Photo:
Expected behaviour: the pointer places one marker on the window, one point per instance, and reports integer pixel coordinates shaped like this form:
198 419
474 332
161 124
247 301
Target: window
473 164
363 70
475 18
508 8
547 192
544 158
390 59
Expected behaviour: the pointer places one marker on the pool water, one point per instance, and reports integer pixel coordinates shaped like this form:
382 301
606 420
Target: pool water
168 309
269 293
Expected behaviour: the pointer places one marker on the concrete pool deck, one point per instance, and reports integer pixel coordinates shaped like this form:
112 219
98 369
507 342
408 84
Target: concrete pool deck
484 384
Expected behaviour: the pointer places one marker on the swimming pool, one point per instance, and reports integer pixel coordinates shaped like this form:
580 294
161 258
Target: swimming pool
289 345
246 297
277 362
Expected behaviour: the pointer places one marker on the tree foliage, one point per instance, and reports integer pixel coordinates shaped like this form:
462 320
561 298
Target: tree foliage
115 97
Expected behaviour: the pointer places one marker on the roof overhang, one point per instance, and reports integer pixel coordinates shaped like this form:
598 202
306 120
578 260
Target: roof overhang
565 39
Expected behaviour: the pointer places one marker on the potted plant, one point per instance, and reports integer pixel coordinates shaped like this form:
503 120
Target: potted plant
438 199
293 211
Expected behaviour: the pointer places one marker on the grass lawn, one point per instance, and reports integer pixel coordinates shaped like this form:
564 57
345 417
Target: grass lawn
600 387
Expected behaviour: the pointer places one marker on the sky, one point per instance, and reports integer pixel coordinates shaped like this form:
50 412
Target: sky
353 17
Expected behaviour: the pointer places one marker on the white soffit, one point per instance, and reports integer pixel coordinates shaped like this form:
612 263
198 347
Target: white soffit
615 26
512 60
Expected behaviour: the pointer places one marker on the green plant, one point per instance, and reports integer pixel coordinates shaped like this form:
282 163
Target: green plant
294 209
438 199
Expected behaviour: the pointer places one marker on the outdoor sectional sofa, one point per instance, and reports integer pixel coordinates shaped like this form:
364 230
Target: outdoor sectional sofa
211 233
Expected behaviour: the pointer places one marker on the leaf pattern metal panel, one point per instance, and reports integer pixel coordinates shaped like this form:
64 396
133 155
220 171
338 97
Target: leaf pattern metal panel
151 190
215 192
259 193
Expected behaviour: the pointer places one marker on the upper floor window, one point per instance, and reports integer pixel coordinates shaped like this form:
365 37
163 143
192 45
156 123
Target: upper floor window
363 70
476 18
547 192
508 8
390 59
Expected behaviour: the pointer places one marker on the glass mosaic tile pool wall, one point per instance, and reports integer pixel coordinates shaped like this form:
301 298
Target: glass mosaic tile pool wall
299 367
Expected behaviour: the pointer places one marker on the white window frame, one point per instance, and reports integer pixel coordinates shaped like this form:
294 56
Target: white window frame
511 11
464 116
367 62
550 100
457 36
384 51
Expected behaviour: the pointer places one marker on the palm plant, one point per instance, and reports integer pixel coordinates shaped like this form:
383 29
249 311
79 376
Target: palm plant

---

What is needed:
Convert the entries into a Markdown table with the columns Row and Entry line, starting at the line that contains "white soffit, one" and running through the final line of the entries. Number each line in Row and leave out blank lines.

Result of the task:
| Row | Entry line |
|---|---|
| 1 | Expected behaviour: the pointer places one marker on the white soffit, one point per instance, and reports integer pixel coordinates shaped like this form: |
| 2 | 612 263 |
| 3 | 198 347 |
| 4 | Target: white soffit |
| 5 | 615 26 |
| 6 | 512 60 |
| 7 | Expected behaviour: the pointer places one marker on the green plant, one point per instance, and reports integer pixel coordinates shaped like this form: |
| 8 | 282 163 |
| 9 | Target: green plant |
| 10 | 294 209 |
| 11 | 438 199 |
| 12 | Expected behaviour: the pointer places one marker on the outdoor sectional sofa, one point per instance, and reports integer pixel coordinates shaped like this form: |
| 13 | 364 230 |
| 14 | Target: outdoor sectional sofa |
| 15 | 211 233 |
| 16 | Expected behaviour: the pointer places one marker on the leaf pattern metal panel, one point per instance, and reports integer pixel coordinates shaped like this form: |
| 17 | 64 396 |
| 18 | 133 155 |
| 19 | 220 171 |
| 20 | 338 97 |
| 21 | Target: leaf pattern metal panel |
| 22 | 151 190 |
| 23 | 215 192 |
| 24 | 259 193 |
| 25 | Expected behaviour: the pointer places one marker on the upper floor window, one point per instance, and reports integer pixel coordinates shaped like this form: |
| 26 | 365 37 |
| 27 | 163 143 |
| 28 | 192 45 |
| 29 | 156 123 |
| 30 | Target: upper floor window |
| 31 | 363 70 |
| 32 | 476 18 |
| 33 | 547 192 |
| 34 | 508 8 |
| 35 | 390 59 |
| 36 | Expected behaviour: the pointer places one marker on the glass mosaic tile pool wall, one point per instance, and reports integer pixel coordinates shaped like this form: |
| 37 | 301 298 |
| 38 | Target: glass mosaic tile pool wall |
| 39 | 299 367 |
| 40 | Expected behaviour: the pointer places one marker on the white window frame, one point per instance, and reports integer pixel coordinates shaped like this form: |
| 41 | 294 56 |
| 42 | Target: white window frame |
| 43 | 511 11 |
| 44 | 464 116 |
| 45 | 367 62 |
| 46 | 550 100 |
| 47 | 457 36 |
| 48 | 384 51 |
| 49 | Expected behaviour: the pointer places one marker on the palm plant, one point per instance, and reports integer pixel coordinates shaped like this form: |
| 50 | 383 29 |
| 51 | 249 311 |
| 52 | 79 376 |
| 53 | Target: palm plant |